■ **Exercise**
Output the material below unchanged, apart from leaving out the pictures.

— START Data supplied —

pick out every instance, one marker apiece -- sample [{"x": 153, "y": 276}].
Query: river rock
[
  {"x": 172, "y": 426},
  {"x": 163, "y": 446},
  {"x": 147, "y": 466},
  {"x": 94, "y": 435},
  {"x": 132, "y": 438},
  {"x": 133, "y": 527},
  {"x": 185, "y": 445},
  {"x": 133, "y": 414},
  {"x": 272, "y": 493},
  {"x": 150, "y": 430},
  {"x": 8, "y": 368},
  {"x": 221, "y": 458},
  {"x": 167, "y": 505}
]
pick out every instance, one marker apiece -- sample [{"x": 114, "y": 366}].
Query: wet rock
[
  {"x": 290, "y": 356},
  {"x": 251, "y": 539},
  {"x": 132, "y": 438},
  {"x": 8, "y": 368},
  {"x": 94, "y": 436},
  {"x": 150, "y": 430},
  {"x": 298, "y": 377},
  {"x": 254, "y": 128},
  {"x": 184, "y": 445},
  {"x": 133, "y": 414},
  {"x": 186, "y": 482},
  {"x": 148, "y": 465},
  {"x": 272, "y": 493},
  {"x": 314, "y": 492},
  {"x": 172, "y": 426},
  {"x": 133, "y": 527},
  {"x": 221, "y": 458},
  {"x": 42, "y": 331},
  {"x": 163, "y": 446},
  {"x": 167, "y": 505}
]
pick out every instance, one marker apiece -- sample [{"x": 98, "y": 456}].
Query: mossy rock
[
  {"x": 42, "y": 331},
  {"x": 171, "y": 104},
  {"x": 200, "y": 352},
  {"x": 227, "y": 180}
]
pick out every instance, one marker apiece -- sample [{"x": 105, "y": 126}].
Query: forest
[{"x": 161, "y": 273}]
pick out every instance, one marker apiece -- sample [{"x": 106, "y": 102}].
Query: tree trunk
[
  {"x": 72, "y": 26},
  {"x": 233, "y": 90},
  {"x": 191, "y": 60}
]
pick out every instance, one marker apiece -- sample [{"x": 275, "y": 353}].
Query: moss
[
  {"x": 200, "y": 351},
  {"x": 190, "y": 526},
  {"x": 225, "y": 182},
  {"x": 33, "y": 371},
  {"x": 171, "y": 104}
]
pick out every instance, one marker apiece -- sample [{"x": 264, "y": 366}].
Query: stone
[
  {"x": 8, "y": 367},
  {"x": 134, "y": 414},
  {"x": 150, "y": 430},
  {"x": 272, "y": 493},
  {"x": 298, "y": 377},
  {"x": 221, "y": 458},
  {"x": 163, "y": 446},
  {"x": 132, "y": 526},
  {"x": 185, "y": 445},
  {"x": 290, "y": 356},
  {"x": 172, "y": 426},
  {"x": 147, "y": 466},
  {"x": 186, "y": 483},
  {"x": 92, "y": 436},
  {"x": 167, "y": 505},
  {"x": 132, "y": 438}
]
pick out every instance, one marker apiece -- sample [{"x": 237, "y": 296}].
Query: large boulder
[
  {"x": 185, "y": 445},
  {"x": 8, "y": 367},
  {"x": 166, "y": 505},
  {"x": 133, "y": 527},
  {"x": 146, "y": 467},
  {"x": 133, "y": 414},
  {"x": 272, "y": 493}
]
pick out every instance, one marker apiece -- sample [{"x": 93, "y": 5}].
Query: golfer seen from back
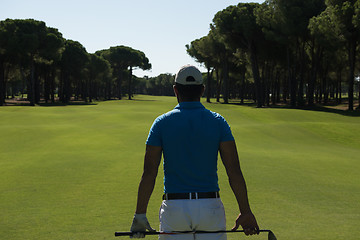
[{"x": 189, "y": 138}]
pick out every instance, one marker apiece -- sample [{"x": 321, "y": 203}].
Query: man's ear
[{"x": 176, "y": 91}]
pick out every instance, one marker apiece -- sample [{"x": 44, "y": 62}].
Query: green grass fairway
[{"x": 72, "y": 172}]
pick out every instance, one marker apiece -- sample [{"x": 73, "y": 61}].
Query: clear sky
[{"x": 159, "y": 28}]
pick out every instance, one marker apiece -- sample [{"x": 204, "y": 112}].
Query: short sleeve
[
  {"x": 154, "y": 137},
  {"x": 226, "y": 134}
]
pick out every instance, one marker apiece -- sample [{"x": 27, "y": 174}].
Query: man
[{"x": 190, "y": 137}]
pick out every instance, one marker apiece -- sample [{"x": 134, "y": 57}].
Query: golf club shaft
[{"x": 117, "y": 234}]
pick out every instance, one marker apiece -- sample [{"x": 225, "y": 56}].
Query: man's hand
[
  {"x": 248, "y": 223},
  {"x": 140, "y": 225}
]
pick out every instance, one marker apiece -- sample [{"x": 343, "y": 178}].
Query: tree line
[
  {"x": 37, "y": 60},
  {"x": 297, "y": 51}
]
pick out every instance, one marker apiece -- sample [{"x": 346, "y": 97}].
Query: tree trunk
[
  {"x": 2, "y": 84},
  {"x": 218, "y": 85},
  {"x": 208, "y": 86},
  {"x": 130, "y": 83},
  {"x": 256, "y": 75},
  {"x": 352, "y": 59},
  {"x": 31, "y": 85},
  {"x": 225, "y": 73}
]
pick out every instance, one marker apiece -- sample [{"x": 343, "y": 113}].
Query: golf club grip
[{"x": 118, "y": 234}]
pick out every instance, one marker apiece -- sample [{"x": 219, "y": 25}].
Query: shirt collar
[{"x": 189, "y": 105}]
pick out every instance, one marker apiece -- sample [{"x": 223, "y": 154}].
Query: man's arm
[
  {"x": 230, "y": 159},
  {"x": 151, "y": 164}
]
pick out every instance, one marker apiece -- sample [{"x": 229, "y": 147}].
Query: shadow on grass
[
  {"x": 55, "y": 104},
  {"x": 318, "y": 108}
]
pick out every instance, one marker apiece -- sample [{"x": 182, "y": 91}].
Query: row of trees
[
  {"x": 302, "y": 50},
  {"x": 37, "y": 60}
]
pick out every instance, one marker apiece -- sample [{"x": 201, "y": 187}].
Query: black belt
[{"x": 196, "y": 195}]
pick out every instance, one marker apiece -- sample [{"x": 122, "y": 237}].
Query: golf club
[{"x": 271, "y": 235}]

— END Data supplied —

■ **Result**
pick out every instance, one marker apiece -- sample [{"x": 153, "y": 276}].
Query: river rock
[
  {"x": 172, "y": 426},
  {"x": 163, "y": 446},
  {"x": 147, "y": 466},
  {"x": 94, "y": 435},
  {"x": 132, "y": 438},
  {"x": 133, "y": 527},
  {"x": 185, "y": 445},
  {"x": 133, "y": 414},
  {"x": 272, "y": 493},
  {"x": 150, "y": 430},
  {"x": 8, "y": 368},
  {"x": 221, "y": 458},
  {"x": 167, "y": 505}
]
pick out every instance, one marker apiece -- sample [{"x": 114, "y": 366}].
Query: wet rock
[
  {"x": 290, "y": 356},
  {"x": 251, "y": 539},
  {"x": 132, "y": 438},
  {"x": 8, "y": 368},
  {"x": 94, "y": 436},
  {"x": 150, "y": 430},
  {"x": 298, "y": 377},
  {"x": 254, "y": 128},
  {"x": 184, "y": 445},
  {"x": 133, "y": 414},
  {"x": 186, "y": 482},
  {"x": 148, "y": 465},
  {"x": 272, "y": 493},
  {"x": 314, "y": 492},
  {"x": 172, "y": 426},
  {"x": 133, "y": 527},
  {"x": 221, "y": 458},
  {"x": 42, "y": 331},
  {"x": 163, "y": 446},
  {"x": 167, "y": 505}
]
pick out every instance, one marker apiece -- sample [{"x": 98, "y": 456}].
Query: mossy rock
[
  {"x": 42, "y": 331},
  {"x": 171, "y": 104},
  {"x": 200, "y": 352},
  {"x": 227, "y": 180}
]
pick out every instance, one marker apiece -- sample [{"x": 105, "y": 126}].
Query: forest
[{"x": 161, "y": 273}]
pick out every instance, one marker apiece -- sample [{"x": 106, "y": 102}].
Query: tree trunk
[
  {"x": 72, "y": 26},
  {"x": 233, "y": 90},
  {"x": 191, "y": 60}
]
pick out every instance, one marker apiece -- sample [{"x": 275, "y": 353}].
Query: moss
[
  {"x": 200, "y": 351},
  {"x": 190, "y": 526},
  {"x": 225, "y": 182},
  {"x": 33, "y": 371},
  {"x": 171, "y": 104}
]
pick out every instance, one marker apiece -- sample [{"x": 264, "y": 366}].
Query: stone
[
  {"x": 8, "y": 367},
  {"x": 134, "y": 414},
  {"x": 150, "y": 430},
  {"x": 272, "y": 493},
  {"x": 298, "y": 377},
  {"x": 221, "y": 458},
  {"x": 163, "y": 446},
  {"x": 132, "y": 526},
  {"x": 185, "y": 445},
  {"x": 290, "y": 356},
  {"x": 172, "y": 426},
  {"x": 147, "y": 466},
  {"x": 186, "y": 483},
  {"x": 92, "y": 436},
  {"x": 167, "y": 505},
  {"x": 132, "y": 438}
]
pick out every instance, one marker apiece -- sample [{"x": 237, "y": 296}].
Query: large boulder
[
  {"x": 185, "y": 445},
  {"x": 8, "y": 367},
  {"x": 166, "y": 505},
  {"x": 133, "y": 527},
  {"x": 146, "y": 467},
  {"x": 133, "y": 414},
  {"x": 272, "y": 493}
]
pick out every instance, one marker apiece -- sample [{"x": 93, "y": 5}].
Query: golfer seen from back
[{"x": 189, "y": 138}]
pick out every instance, one marker apiece -- sample [{"x": 321, "y": 203}].
Query: man's ear
[{"x": 176, "y": 91}]
pick out every instance, one marker apiece -- sample [{"x": 44, "y": 62}].
Query: green grass fairway
[{"x": 72, "y": 172}]
pick out every instance, one marker apiece -- sample [{"x": 73, "y": 61}].
Query: clear sky
[{"x": 159, "y": 28}]
pick out every instance, one marker apiece -- sample [{"x": 204, "y": 112}].
Query: short sleeve
[
  {"x": 154, "y": 137},
  {"x": 226, "y": 134}
]
pick out every instance, one marker apiece -- sample [{"x": 27, "y": 174}].
Query: man
[{"x": 190, "y": 137}]
pick out every instance, one marker apiece -- sample [{"x": 134, "y": 57}].
Query: golf club shaft
[{"x": 117, "y": 234}]
pick out every instance, one marker apiece -- sample [{"x": 225, "y": 56}].
Query: man's hand
[
  {"x": 248, "y": 223},
  {"x": 140, "y": 225}
]
pick out every instance, one marker apiece -- sample [{"x": 343, "y": 178}].
Query: tree line
[
  {"x": 37, "y": 60},
  {"x": 297, "y": 51}
]
pick out every instance, one marker apiece -- sample [{"x": 346, "y": 97}].
Query: tree trunk
[
  {"x": 2, "y": 84},
  {"x": 218, "y": 85},
  {"x": 208, "y": 86},
  {"x": 130, "y": 83},
  {"x": 256, "y": 75},
  {"x": 352, "y": 59},
  {"x": 31, "y": 85},
  {"x": 225, "y": 73}
]
pick out every instance, one marker apiece -- sample [{"x": 343, "y": 113}].
Query: golf club grip
[{"x": 118, "y": 234}]
pick out every instance, one marker apiece -- sample [{"x": 219, "y": 25}].
Query: shirt collar
[{"x": 189, "y": 105}]
pick out every instance, one marker apiece -- sample [{"x": 223, "y": 154}].
Query: man's arm
[
  {"x": 230, "y": 159},
  {"x": 151, "y": 164}
]
pick out every instance, one marker apiece -- sample [{"x": 229, "y": 147}].
Query: shadow on grass
[
  {"x": 55, "y": 104},
  {"x": 318, "y": 108}
]
pick out every instance, one marker apiece -- sample [{"x": 182, "y": 91}].
Query: row of trees
[
  {"x": 302, "y": 50},
  {"x": 37, "y": 60}
]
pick out every instance, one marker apiece -- sample [{"x": 201, "y": 187}].
Query: black belt
[{"x": 196, "y": 195}]
pick out every instance, one marker apiece -- sample [{"x": 122, "y": 237}].
Query: golf club
[{"x": 271, "y": 235}]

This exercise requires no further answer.